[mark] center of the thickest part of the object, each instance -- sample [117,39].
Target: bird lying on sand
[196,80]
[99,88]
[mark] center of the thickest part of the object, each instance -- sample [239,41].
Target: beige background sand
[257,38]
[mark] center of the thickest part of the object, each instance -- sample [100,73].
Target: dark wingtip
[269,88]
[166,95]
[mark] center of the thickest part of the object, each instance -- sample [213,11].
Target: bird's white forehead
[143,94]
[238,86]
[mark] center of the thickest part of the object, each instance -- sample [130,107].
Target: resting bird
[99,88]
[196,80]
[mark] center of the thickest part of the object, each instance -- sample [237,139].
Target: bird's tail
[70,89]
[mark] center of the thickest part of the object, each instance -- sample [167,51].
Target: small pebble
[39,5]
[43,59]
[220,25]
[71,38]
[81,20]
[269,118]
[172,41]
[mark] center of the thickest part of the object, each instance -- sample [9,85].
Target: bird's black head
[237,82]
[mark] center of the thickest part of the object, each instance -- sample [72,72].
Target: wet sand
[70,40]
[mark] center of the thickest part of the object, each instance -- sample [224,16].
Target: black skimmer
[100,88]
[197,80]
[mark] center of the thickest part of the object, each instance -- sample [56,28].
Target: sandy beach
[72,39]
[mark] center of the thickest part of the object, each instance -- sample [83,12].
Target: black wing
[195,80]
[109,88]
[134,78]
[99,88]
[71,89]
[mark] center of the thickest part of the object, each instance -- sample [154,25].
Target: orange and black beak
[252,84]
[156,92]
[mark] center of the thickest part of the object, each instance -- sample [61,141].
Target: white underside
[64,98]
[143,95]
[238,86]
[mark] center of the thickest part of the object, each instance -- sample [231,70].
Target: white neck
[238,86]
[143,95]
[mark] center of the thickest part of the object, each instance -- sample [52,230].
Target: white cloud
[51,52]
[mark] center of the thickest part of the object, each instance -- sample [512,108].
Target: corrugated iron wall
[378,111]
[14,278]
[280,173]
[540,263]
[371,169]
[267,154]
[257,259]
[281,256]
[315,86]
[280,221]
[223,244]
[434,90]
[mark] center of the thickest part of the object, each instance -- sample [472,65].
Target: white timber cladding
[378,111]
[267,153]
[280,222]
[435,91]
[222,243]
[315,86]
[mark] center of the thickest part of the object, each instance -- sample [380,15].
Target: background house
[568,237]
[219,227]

* [Your goal]:
Extract the complete listing verbatim.

* [Answer to the task]:
[mark] center of the thickest part of the object, each instance -- sample [117,39].
Target: bird lying on sand
[196,80]
[99,88]
[mark] center of the thickest part of the object, each instance -- sample [239,41].
Target: beige background sand
[257,38]
[mark] center of the thickest part of the object, each instance -- sample [100,73].
Target: dark wingtip
[269,88]
[166,95]
[mark] center of the thickest part of the object, each instance -- sample [213,11].
Target: bird's white forehead
[143,94]
[238,86]
[mark] center of the thickest part of the object, each instance -- sample [130,107].
Target: resting bird
[99,88]
[196,80]
[mark] center of the thickest part of the object, each instance -- sample [237,139].
Target: bird's tail
[70,89]
[mark] center of the thickest part of the object, each instance -- sample [167,51].
Target: small pebble
[39,5]
[43,59]
[220,25]
[71,38]
[81,20]
[269,118]
[172,41]
[mark] center of the thickest part of the object, each instance -- sample [9,85].
Target: bird's black head
[237,82]
[mark] center of the thickest part of the object, each instance -- sample [72,72].
Target: wet sand
[70,40]
[mark] center of the thickest part of the object, each instance -- sample [224,16].
Target: black skimmer
[100,88]
[197,80]
[mark] center of the thickest part of the object, each instance -- sample [56,28].
Target: sandy beach
[72,39]
[mark] center of the thickest part of the object, each instance -- sample [83,12].
Target: black wing
[195,80]
[109,88]
[134,78]
[99,88]
[71,89]
[mark] center of the thickest part of the object, each instance -- sample [154,25].
Target: orange and black beak
[252,84]
[156,92]
[mark] center of the thickest part of the object, each instance -- sample [61,141].
Target: white underside
[64,98]
[143,95]
[238,86]
[mark] center of the thickest part of the object, each instance -- sample [231,70].
Target: white neck
[238,86]
[143,95]
[mark] center of the thickest part of the object, each instance -- sample [52,230].
Target: white cloud
[51,52]
[mark] center of the thickest part of the object, each instance -- sample [512,108].
Target: corrugated iron wall
[378,111]
[14,278]
[280,173]
[540,263]
[371,169]
[267,154]
[257,259]
[281,256]
[315,86]
[280,221]
[223,244]
[434,90]
[mark] center of the thickest part of the object, each instance -- sample [472,65].
Target: white timber cladding
[378,111]
[267,153]
[280,222]
[435,91]
[222,243]
[315,86]
[mark] center of the thickest part of the object, each instance -- sample [380,15].
Target: background house
[568,237]
[219,227]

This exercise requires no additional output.